[Dataset excerpts]
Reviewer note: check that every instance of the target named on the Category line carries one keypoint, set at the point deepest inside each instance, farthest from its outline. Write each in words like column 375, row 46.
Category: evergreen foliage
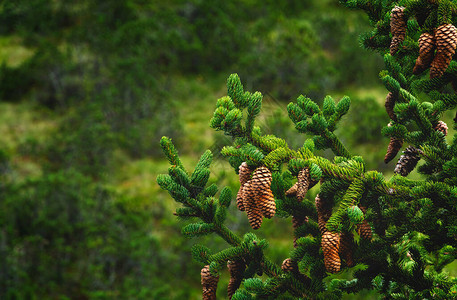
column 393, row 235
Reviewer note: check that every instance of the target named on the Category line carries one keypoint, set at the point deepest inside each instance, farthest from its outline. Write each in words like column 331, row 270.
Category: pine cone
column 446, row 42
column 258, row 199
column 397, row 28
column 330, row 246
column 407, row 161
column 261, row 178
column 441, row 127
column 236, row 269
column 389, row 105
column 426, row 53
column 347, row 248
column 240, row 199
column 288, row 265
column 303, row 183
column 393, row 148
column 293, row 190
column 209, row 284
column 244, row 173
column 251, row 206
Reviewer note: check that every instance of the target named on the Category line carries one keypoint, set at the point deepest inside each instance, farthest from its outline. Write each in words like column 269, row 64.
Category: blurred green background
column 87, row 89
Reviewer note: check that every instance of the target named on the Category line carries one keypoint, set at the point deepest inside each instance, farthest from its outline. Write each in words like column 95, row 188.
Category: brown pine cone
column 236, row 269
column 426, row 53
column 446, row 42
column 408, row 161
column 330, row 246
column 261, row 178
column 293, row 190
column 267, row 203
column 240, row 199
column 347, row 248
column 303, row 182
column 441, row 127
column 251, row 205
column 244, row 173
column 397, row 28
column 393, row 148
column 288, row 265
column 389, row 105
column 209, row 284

...

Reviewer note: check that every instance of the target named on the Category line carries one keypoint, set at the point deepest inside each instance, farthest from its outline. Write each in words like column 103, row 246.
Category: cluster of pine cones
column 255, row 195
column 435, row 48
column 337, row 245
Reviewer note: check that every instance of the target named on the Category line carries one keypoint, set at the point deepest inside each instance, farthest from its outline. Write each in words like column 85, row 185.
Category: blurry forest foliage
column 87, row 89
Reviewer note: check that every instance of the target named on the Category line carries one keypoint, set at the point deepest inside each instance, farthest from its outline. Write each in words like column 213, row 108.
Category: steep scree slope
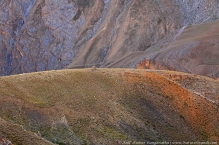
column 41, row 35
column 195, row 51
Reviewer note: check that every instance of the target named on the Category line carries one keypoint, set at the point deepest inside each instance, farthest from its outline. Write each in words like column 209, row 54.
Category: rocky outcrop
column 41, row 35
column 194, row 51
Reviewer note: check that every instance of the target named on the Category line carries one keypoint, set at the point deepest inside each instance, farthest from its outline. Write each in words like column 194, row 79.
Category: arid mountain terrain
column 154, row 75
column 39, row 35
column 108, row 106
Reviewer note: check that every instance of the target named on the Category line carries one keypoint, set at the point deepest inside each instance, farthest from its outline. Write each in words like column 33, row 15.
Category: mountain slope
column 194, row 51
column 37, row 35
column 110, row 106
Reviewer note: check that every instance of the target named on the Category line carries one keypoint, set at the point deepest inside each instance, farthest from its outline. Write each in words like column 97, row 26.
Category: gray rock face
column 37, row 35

==

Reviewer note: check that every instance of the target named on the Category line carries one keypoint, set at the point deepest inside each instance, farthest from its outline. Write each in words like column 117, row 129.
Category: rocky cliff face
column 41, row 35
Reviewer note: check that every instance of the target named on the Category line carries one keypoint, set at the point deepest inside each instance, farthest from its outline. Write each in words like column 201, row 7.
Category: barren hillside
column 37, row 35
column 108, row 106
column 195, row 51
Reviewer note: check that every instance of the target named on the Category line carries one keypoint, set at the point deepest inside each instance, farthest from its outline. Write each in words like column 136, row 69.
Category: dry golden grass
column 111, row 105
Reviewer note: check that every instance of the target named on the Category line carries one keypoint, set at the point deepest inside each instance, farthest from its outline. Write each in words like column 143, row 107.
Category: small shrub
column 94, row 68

Task requirements:
Transcribe, word for word, the stretch of lines in the data above from the one with "375, row 46." through the one with "331, row 270."; omit all pictures.

Answer to the exercise:
Reviewer note: check that every instance of the target named on the Category line carries one keypoint, set at the point deepest inside each instance, farthest from its outline. Write each in words like column 375, row 46.
Category: evergreen foliage
column 393, row 235
Reviewer note: check that every instance of the target named on the Category line carries one keypoint, set at the point deepest inside each instance, farthest from its outline. Write each in words like column 331, row 270.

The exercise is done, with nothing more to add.